── DATA EXTRACTS
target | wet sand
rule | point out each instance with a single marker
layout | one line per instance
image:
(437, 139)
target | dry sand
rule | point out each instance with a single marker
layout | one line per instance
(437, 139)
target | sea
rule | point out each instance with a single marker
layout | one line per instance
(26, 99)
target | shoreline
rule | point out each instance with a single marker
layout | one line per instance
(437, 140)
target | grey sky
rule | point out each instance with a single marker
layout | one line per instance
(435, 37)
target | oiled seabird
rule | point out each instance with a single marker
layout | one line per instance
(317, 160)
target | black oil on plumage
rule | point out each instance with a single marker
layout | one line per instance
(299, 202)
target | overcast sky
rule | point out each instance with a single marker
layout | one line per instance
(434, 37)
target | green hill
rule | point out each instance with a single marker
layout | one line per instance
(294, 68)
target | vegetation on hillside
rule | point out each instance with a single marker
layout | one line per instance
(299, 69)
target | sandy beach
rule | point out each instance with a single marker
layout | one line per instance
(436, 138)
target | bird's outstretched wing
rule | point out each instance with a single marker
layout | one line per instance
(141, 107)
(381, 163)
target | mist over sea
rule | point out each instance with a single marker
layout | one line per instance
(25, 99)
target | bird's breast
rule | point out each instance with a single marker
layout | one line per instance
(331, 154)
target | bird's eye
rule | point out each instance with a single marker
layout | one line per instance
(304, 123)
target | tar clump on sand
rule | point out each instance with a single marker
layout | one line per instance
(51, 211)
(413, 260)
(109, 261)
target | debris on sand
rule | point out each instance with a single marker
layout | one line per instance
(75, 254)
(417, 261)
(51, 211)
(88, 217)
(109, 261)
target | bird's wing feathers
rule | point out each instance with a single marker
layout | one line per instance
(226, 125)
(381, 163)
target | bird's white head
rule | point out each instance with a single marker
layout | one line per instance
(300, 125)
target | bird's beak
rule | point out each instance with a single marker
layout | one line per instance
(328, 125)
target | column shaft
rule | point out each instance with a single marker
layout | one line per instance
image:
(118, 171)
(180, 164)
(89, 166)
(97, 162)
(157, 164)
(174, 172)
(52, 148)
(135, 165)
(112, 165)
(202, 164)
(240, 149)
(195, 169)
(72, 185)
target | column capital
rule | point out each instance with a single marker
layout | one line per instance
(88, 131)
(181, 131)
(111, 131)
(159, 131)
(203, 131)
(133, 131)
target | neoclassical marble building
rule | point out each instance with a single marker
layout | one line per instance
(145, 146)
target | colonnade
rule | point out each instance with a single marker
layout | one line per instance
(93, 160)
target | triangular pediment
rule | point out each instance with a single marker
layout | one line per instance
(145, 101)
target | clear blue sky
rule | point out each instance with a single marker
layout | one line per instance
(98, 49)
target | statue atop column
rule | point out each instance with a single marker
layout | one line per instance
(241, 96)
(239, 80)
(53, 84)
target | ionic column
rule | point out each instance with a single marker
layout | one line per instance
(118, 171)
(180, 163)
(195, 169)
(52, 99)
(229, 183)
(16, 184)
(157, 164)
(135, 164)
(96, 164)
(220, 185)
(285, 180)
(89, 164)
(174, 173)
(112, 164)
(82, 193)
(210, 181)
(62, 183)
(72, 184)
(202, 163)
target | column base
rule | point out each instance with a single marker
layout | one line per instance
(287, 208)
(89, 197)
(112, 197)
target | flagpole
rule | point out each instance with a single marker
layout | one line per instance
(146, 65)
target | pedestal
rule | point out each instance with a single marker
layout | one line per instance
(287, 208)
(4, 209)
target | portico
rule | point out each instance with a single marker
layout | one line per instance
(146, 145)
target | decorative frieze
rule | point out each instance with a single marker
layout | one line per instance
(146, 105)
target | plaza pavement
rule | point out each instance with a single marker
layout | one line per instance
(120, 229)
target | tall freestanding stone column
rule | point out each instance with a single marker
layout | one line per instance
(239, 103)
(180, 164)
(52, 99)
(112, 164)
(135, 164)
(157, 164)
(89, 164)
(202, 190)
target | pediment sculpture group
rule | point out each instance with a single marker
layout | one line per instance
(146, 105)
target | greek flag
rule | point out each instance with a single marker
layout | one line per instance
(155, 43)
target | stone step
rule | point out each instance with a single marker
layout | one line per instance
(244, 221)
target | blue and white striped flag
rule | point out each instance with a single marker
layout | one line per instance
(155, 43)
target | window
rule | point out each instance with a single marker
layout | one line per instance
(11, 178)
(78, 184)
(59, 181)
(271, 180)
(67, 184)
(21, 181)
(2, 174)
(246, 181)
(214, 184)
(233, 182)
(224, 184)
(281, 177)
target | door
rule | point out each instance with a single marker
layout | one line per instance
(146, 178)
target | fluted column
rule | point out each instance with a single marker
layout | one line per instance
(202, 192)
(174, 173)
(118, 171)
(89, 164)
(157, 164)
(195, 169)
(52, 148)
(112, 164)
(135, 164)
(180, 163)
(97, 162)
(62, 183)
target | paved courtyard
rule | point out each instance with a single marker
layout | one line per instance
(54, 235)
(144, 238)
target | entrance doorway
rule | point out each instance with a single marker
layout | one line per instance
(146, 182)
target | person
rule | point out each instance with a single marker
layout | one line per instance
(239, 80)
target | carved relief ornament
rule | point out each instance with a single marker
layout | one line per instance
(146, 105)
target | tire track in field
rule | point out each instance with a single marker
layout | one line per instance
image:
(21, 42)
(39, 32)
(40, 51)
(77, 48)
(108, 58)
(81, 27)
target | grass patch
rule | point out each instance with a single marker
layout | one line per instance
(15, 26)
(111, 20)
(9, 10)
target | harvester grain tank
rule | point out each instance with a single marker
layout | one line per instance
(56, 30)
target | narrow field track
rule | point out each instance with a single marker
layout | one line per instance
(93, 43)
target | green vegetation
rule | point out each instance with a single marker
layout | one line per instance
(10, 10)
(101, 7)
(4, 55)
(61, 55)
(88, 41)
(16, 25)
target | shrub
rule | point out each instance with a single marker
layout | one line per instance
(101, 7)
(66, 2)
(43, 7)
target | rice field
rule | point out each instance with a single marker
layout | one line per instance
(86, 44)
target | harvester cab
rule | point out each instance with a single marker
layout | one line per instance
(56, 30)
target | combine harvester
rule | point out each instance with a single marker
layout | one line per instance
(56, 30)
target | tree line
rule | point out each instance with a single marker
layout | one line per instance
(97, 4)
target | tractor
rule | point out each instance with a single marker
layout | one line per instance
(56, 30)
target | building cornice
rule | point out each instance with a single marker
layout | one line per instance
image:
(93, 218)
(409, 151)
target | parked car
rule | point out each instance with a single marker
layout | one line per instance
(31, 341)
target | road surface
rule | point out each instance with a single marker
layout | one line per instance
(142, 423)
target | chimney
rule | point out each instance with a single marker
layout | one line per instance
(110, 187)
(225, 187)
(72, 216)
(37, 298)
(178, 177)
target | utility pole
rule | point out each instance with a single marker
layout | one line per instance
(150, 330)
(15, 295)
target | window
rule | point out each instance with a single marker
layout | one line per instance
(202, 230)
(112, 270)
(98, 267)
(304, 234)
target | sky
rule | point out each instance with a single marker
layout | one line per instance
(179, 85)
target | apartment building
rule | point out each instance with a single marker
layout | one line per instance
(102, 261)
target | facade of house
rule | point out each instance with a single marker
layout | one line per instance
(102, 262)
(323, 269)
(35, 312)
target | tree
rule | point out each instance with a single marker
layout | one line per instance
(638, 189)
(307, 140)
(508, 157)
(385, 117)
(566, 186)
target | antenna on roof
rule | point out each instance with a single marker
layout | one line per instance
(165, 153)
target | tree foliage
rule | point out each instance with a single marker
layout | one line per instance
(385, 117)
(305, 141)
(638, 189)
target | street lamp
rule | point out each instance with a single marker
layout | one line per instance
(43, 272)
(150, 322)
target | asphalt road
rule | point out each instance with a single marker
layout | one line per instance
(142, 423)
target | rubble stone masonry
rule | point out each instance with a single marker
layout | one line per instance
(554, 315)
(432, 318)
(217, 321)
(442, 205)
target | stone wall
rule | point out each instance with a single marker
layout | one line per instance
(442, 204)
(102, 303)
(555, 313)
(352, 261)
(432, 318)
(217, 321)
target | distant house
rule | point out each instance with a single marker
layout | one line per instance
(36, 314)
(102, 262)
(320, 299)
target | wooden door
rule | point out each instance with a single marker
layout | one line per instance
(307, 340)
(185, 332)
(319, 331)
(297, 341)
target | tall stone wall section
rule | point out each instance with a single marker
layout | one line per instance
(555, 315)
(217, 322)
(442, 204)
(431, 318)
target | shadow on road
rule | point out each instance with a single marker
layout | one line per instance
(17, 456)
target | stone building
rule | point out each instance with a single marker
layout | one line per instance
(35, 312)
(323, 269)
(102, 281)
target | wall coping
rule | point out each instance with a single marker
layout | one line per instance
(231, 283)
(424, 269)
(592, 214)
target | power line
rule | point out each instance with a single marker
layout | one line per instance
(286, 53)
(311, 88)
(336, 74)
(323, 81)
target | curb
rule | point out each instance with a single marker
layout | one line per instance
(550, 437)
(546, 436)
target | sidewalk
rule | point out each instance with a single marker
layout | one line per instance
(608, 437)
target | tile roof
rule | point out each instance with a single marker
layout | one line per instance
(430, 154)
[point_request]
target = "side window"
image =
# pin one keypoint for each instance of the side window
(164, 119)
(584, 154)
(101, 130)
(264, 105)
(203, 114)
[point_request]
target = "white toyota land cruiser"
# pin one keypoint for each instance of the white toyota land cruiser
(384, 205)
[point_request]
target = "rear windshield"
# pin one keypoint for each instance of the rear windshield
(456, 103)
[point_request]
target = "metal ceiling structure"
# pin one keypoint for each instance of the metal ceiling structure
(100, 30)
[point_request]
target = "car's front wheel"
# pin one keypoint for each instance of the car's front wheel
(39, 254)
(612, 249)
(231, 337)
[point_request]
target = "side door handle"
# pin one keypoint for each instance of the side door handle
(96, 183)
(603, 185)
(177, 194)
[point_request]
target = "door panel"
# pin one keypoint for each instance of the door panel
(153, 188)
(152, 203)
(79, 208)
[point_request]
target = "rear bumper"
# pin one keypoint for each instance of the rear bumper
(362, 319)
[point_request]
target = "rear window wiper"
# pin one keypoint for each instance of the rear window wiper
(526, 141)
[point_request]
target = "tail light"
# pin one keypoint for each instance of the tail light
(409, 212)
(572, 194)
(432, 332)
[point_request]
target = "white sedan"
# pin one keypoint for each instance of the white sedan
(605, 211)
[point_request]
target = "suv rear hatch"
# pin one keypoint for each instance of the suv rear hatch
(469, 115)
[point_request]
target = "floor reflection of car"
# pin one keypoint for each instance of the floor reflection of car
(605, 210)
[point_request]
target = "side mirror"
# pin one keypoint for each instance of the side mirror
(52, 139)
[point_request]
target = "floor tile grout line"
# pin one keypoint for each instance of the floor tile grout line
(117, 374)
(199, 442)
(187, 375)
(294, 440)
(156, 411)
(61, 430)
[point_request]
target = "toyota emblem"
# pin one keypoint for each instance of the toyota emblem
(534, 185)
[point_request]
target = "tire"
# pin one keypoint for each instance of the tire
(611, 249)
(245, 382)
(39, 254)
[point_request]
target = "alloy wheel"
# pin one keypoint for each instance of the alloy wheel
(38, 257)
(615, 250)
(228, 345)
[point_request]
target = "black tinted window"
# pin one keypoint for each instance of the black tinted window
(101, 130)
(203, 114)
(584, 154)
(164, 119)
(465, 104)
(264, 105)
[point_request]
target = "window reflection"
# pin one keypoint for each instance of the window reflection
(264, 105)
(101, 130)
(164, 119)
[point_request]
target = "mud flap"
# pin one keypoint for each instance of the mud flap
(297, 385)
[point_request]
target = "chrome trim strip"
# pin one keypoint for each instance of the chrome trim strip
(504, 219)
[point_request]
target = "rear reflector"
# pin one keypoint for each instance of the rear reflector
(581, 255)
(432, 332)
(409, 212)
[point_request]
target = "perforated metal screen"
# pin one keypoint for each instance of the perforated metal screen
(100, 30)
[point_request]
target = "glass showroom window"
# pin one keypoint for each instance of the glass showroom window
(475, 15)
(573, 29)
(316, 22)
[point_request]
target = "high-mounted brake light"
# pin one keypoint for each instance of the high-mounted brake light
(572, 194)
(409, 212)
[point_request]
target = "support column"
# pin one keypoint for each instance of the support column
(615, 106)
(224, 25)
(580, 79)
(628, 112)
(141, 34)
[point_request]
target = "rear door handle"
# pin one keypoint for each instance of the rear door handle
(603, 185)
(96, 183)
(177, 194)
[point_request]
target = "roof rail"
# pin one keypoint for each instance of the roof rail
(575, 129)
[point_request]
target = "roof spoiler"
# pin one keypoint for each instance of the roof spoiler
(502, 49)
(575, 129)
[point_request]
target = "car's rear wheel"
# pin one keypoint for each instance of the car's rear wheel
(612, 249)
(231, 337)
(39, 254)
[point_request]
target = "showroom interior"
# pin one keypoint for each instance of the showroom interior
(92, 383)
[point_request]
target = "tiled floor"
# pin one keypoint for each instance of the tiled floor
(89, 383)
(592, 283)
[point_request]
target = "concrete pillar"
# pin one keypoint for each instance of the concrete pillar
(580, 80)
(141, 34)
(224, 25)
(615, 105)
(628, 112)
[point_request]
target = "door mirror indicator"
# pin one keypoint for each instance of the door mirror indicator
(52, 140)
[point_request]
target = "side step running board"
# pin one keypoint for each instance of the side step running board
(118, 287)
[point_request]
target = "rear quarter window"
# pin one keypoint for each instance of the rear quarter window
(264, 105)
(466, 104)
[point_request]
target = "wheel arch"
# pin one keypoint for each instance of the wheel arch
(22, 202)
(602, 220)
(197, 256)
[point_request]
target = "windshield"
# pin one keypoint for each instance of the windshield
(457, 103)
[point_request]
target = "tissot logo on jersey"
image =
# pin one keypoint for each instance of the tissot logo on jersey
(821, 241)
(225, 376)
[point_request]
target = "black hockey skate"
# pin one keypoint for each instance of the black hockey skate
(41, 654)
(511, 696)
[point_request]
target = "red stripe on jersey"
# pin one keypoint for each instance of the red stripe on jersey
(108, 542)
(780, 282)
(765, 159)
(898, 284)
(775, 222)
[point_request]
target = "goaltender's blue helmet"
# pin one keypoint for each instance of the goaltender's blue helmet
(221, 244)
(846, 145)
────
### [EXERCISE]
Every line above that carries the string "stone" should be copied.

### [ANSWER SPACE]
target | tall freestanding stone column
target | stone step
target | rubble stone masonry
target | stone wall
target | tall stone wall section
target | stone building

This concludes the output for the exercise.